EXERCISE INSTRUCTIONS
Transcribe the records underneath word for word, and leave no line out.

DATA SUPPLIED
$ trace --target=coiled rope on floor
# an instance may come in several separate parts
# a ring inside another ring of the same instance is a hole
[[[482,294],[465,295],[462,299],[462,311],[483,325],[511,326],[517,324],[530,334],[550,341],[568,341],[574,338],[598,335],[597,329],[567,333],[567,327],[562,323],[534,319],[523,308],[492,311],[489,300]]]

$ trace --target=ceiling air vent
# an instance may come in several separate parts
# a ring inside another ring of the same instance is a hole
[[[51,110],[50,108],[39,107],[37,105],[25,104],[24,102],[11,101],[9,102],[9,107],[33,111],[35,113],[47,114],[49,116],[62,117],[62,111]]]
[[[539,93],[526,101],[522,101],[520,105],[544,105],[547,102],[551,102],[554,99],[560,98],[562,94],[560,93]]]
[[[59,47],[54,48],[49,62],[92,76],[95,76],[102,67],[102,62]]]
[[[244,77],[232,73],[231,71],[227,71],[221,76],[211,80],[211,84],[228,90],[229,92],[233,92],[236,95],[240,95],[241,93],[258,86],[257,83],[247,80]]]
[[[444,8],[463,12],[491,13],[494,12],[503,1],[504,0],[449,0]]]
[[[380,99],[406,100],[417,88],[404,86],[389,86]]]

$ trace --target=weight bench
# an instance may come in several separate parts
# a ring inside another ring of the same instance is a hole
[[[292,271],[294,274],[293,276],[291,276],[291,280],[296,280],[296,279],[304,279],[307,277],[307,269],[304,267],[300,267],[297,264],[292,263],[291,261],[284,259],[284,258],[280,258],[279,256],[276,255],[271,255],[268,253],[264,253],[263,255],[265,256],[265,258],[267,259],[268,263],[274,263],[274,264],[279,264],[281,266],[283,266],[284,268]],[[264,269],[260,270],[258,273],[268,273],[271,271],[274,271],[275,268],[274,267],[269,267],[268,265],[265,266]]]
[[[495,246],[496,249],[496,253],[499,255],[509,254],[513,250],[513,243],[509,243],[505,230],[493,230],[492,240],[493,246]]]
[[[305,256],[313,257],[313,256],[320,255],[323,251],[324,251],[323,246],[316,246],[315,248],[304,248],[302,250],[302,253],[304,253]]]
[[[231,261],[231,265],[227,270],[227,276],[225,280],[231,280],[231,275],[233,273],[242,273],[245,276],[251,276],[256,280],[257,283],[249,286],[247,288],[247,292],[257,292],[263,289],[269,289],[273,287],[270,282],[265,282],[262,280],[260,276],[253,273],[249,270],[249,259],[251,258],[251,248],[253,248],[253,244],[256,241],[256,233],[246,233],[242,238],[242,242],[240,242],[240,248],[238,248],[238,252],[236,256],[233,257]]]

TASK SOLUTION
$ trace --target=coiled rope on floor
# an instance may come in several separate parts
# a ring inside another ring of the same instance is a hole
[[[482,294],[465,295],[462,299],[462,311],[483,325],[511,326],[517,324],[530,334],[550,341],[568,341],[574,338],[598,335],[597,329],[567,333],[567,327],[562,323],[534,319],[523,308],[492,311],[489,300]]]

$ trace --target=ceiling air vent
# an instance may come in several separate parts
# a ring inside another ring of the same instance is a hole
[[[51,110],[50,108],[39,107],[37,105],[25,104],[24,102],[11,101],[9,102],[9,107],[33,111],[35,113],[47,114],[49,116],[62,117],[62,111]]]
[[[539,93],[526,101],[522,101],[520,105],[544,105],[547,102],[551,102],[554,99],[560,98],[562,94],[560,93]]]
[[[59,47],[54,48],[49,62],[92,76],[95,76],[102,67],[102,62]]]
[[[244,77],[232,73],[231,71],[227,71],[221,76],[211,80],[211,84],[228,90],[229,92],[233,92],[236,95],[240,95],[241,93],[258,86],[257,83],[247,80]]]
[[[444,8],[463,12],[491,13],[494,12],[503,1],[504,0],[449,0]]]
[[[380,99],[406,100],[417,88],[404,86],[389,86]]]

$ trace --target=weight bench
# an instance may come in several separate parts
# a ring inside another ring of the same instance is a hole
[[[292,271],[294,274],[293,276],[291,276],[291,280],[296,280],[296,279],[304,279],[307,277],[307,269],[304,267],[300,267],[297,264],[292,263],[291,261],[284,259],[284,258],[280,258],[279,256],[276,255],[271,255],[268,253],[264,253],[263,255],[265,256],[265,258],[267,259],[268,263],[274,263],[274,264],[279,264],[281,266],[283,266],[284,268]],[[264,269],[260,270],[258,273],[268,273],[271,271],[274,271],[275,268],[274,267],[269,267],[268,265],[265,266]]]
[[[495,246],[496,249],[496,253],[499,255],[509,254],[513,250],[513,243],[509,243],[505,230],[493,230],[492,240],[493,246]]]
[[[305,256],[313,257],[313,256],[320,255],[323,251],[324,251],[323,246],[316,246],[315,248],[304,248],[302,250],[302,253],[304,253]]]
[[[231,261],[231,265],[227,270],[227,276],[225,280],[231,280],[231,275],[233,273],[242,273],[245,276],[251,276],[256,280],[257,283],[249,286],[247,288],[247,292],[257,292],[263,289],[269,289],[273,287],[270,282],[265,282],[262,280],[260,276],[253,273],[249,270],[249,259],[251,258],[251,248],[253,248],[253,244],[256,241],[256,233],[246,233],[242,238],[242,242],[240,242],[240,248],[238,248],[238,252],[236,256],[233,257]]]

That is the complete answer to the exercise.